- Goal of the exercise: Extract the entries in their exact form.

--

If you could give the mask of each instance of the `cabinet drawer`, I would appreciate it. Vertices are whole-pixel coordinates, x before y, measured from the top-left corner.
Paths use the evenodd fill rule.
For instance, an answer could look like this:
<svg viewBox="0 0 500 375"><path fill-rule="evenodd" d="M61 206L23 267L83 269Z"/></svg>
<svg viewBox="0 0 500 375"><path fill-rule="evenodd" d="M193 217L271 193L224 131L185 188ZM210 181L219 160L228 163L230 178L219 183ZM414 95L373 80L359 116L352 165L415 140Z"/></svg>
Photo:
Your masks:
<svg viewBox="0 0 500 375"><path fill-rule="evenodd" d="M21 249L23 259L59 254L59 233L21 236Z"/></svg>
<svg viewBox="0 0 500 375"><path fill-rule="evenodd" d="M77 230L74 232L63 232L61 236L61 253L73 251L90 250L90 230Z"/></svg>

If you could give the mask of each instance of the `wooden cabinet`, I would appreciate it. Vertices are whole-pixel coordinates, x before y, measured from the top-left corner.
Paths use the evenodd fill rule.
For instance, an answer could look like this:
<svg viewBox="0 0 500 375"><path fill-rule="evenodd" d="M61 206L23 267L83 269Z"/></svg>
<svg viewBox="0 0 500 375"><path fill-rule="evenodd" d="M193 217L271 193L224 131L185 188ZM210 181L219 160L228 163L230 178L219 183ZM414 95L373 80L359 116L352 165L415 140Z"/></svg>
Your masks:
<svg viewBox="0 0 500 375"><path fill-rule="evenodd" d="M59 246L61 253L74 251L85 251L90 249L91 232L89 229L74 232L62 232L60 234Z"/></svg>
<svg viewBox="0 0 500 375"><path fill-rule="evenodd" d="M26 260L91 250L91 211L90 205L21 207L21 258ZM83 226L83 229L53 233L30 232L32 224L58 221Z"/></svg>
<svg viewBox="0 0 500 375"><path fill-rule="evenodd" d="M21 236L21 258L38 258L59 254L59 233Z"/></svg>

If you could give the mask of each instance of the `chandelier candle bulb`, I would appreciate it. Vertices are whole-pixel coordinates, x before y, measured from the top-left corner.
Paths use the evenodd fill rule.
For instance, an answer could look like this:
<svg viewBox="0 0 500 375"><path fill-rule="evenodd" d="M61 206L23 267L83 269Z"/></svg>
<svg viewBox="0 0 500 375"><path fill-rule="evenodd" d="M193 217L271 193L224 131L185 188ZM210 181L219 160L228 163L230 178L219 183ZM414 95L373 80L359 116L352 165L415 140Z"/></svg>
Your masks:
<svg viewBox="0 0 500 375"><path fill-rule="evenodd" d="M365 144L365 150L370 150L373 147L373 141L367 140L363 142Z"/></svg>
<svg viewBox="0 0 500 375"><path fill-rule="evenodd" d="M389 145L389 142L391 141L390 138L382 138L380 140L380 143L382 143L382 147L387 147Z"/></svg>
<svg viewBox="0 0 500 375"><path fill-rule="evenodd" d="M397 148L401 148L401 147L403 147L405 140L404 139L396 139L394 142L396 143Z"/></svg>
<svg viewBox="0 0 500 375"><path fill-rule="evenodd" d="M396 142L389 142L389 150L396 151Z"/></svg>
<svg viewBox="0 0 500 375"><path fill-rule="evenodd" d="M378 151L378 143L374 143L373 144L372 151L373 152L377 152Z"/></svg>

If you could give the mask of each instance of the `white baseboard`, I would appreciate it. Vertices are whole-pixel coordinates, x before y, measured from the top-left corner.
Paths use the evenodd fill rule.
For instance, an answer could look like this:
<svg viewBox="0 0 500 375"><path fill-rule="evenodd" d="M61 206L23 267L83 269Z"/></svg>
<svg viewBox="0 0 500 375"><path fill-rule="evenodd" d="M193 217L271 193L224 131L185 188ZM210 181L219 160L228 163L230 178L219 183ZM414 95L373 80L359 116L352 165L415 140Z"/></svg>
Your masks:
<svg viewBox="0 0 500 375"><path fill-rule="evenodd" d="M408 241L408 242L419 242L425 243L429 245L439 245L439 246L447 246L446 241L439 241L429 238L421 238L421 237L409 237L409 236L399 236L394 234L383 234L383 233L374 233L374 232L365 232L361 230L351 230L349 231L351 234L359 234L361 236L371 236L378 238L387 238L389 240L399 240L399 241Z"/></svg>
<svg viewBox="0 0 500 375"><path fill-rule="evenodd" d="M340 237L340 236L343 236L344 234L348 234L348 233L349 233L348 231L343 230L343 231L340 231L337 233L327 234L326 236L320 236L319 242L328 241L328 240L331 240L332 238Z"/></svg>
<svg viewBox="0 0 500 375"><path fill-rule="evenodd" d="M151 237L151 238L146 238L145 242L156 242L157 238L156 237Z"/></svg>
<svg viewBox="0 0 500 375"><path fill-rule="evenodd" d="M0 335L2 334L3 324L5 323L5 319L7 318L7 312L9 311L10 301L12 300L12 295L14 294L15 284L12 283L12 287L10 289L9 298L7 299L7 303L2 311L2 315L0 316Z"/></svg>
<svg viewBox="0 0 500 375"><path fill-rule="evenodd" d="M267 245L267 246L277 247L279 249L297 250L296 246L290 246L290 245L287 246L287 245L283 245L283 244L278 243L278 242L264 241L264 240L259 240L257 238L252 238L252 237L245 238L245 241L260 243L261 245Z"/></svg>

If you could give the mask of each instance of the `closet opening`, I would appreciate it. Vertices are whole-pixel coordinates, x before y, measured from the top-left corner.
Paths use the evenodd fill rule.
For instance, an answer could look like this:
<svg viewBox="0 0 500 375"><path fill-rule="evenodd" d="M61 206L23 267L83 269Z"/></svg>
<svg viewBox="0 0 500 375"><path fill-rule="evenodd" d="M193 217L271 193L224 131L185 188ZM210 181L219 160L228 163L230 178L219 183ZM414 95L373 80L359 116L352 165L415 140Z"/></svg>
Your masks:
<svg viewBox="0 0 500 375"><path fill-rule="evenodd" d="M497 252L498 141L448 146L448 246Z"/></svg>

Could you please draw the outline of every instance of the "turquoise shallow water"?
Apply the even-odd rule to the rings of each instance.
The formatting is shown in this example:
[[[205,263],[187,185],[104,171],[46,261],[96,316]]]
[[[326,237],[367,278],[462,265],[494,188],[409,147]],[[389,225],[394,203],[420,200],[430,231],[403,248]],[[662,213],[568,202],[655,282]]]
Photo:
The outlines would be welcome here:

--

- Task answer:
If you could give the mask of each instance of the `cabinet drawer`, I would appreciate it. Vertices are whole-pixel coordinates, x before y, measured from the top-left corner.
Paths use the evenodd fill rule.
For instance, an answer could look like this:
<svg viewBox="0 0 500 375"><path fill-rule="evenodd" d="M61 206L23 267L83 269Z"/></svg>
<svg viewBox="0 0 500 375"><path fill-rule="evenodd" d="M193 217L271 193L224 131L185 188ZM210 181L219 160L228 163L230 178L219 183ZM414 95L373 80L359 116L352 165L415 140Z"/></svg>
Photo:
Your masks:
<svg viewBox="0 0 500 375"><path fill-rule="evenodd" d="M21 249L23 259L59 254L59 233L21 236Z"/></svg>
<svg viewBox="0 0 500 375"><path fill-rule="evenodd" d="M77 230L74 232L63 232L61 236L61 253L73 251L90 250L90 230Z"/></svg>

If you could give the mask of each instance of the `wooden cabinet`, I would appreciate it. Vertices are whole-pixel coordinates, x before y, measured from the top-left corner.
Paths use the evenodd fill rule.
For instance, an answer could look like this:
<svg viewBox="0 0 500 375"><path fill-rule="evenodd" d="M61 206L23 267L83 269Z"/></svg>
<svg viewBox="0 0 500 375"><path fill-rule="evenodd" d="M193 217L271 193L224 131L185 188ZM210 181L219 160L228 163L230 178L219 183ZM414 95L373 80L359 116L352 165L415 140Z"/></svg>
Your masks:
<svg viewBox="0 0 500 375"><path fill-rule="evenodd" d="M59 246L61 253L74 251L85 251L90 249L91 232L89 229L74 232L62 232L60 234Z"/></svg>
<svg viewBox="0 0 500 375"><path fill-rule="evenodd" d="M26 260L91 250L91 211L90 205L21 207L21 258ZM83 226L83 229L53 233L30 232L32 224L58 221Z"/></svg>
<svg viewBox="0 0 500 375"><path fill-rule="evenodd" d="M21 236L21 258L38 258L59 254L59 233Z"/></svg>

If you could give the mask of each instance of the `chandelier candle bulb`, I would appreciate it. Vertices are whole-pixel coordinates, x before y, measured from the top-left corner.
Paths use the evenodd fill rule.
For instance, an answer could look like this:
<svg viewBox="0 0 500 375"><path fill-rule="evenodd" d="M61 206L23 267L83 269Z"/></svg>
<svg viewBox="0 0 500 375"><path fill-rule="evenodd" d="M193 217L271 193L224 131L185 188ZM210 181L219 160L228 163L230 178L219 183ZM414 95L373 80L359 116L352 165L415 140Z"/></svg>
Your masks:
<svg viewBox="0 0 500 375"><path fill-rule="evenodd" d="M365 144L365 150L370 150L373 147L373 141L367 140L363 142Z"/></svg>
<svg viewBox="0 0 500 375"><path fill-rule="evenodd" d="M389 145L389 142L391 141L390 138L382 138L380 140L380 143L382 143L382 147L387 147Z"/></svg>
<svg viewBox="0 0 500 375"><path fill-rule="evenodd" d="M397 148L401 148L401 147L403 147L405 140L404 139L396 139L394 142L396 143Z"/></svg>
<svg viewBox="0 0 500 375"><path fill-rule="evenodd" d="M396 142L389 142L389 150L396 151Z"/></svg>
<svg viewBox="0 0 500 375"><path fill-rule="evenodd" d="M378 151L378 143L374 143L373 144L372 151L373 152L377 152Z"/></svg>

If you could give the mask of each instance of the `white baseboard`, I would appreciate it. Vertices are whole-pixel coordinates, x before y, measured from the top-left corner.
Paths use the evenodd fill rule.
For instance, an answer could look like this:
<svg viewBox="0 0 500 375"><path fill-rule="evenodd" d="M61 206L23 267L83 269Z"/></svg>
<svg viewBox="0 0 500 375"><path fill-rule="evenodd" d="M193 217L271 193L224 131L185 188ZM210 181L219 160L228 163L230 178L219 183ZM414 95L373 80L359 116L352 165L415 140Z"/></svg>
Your masks:
<svg viewBox="0 0 500 375"><path fill-rule="evenodd" d="M408 241L408 242L419 242L425 243L429 245L439 245L439 246L447 246L446 241L439 241L429 238L421 238L421 237L409 237L409 236L399 236L394 234L383 234L383 233L374 233L374 232L365 232L361 230L351 230L349 231L351 234L359 234L361 236L371 236L378 238L387 238L389 240L399 240L399 241Z"/></svg>
<svg viewBox="0 0 500 375"><path fill-rule="evenodd" d="M340 237L340 236L343 236L344 234L348 234L348 233L349 233L348 231L343 230L343 231L340 231L337 233L327 234L326 236L320 236L319 242L328 241L328 240L331 240L332 238Z"/></svg>
<svg viewBox="0 0 500 375"><path fill-rule="evenodd" d="M151 237L151 238L146 238L145 242L156 242L157 238L156 237Z"/></svg>
<svg viewBox="0 0 500 375"><path fill-rule="evenodd" d="M0 335L2 334L3 324L5 323L5 319L7 318L7 312L9 311L10 301L12 300L12 295L14 294L15 284L12 283L12 287L10 289L9 298L7 299L7 303L2 311L2 315L0 316Z"/></svg>
<svg viewBox="0 0 500 375"><path fill-rule="evenodd" d="M267 245L267 246L277 247L279 249L297 250L296 246L290 246L290 245L287 246L287 245L283 245L283 244L278 243L278 242L264 241L264 240L259 240L257 238L252 238L252 237L245 238L245 241L260 243L261 245Z"/></svg>

If you could give the mask of each instance of the `closet opening`, I would appreciate it. Vertices are whole-pixel coordinates, x before y, measured from the top-left corner.
Paths use the evenodd fill rule.
For instance, an answer could look like this:
<svg viewBox="0 0 500 375"><path fill-rule="evenodd" d="M61 206L23 267L83 269Z"/></svg>
<svg viewBox="0 0 500 375"><path fill-rule="evenodd" d="M193 217L271 193L224 131L185 188ZM210 181L219 160L228 163L230 178L219 183ZM414 95L373 80L359 116L352 165L415 140Z"/></svg>
Your masks:
<svg viewBox="0 0 500 375"><path fill-rule="evenodd" d="M497 252L498 141L448 146L448 246Z"/></svg>

Could you please draw the outline of every instance of the "turquoise shallow water"?
Apply the even-odd rule to the rings of each instance.
The formatting is shown in this example:
[[[205,263],[187,185],[104,171],[46,261],[96,316]]]
[[[326,237],[367,278],[462,265],[494,188],[409,147]],[[389,225],[394,203],[420,200],[430,231],[403,248]],[[662,213],[568,202],[655,282]]]
Photo:
The outlines would be welcome here:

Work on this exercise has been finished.